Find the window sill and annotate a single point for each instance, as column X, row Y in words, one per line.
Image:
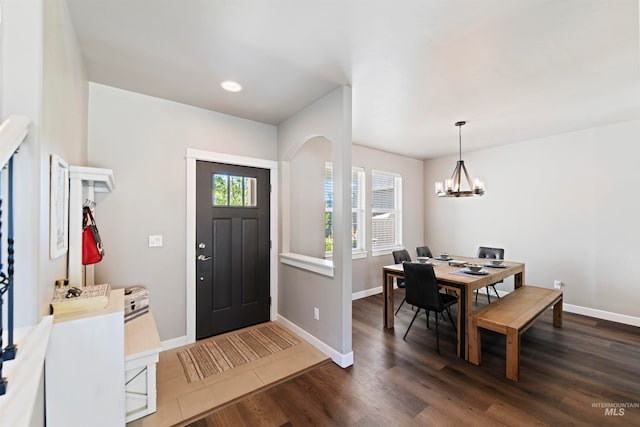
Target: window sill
column 305, row 262
column 385, row 251
column 356, row 254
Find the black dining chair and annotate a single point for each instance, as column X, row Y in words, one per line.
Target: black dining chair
column 399, row 257
column 422, row 291
column 486, row 252
column 424, row 251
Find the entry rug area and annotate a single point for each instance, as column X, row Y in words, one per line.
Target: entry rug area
column 229, row 351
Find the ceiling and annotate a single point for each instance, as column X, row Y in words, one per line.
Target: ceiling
column 513, row 69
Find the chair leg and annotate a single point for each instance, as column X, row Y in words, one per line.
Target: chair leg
column 495, row 290
column 451, row 320
column 403, row 300
column 437, row 336
column 411, row 324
:::::
**WHAT YOU SHOULD DO**:
Pick out and copy the lines of the material that include the word "words".

**ANSWER SPACE**:
Find the window sill and annotate a single point for each instance, as column X, row Y in words, one per line.
Find the black dining chair and annotate a single point for each instance, as column X, row Y in words, one per line.
Find the entry rug area and annotate a single point for each instance, as column X, row Y in words, one per line.
Find the ceiling and annotate a single point for each instance, as column X, row Y in words, one per line.
Find the chair leg and annotate a single point for each instance, as column X, row Y in words, one per line.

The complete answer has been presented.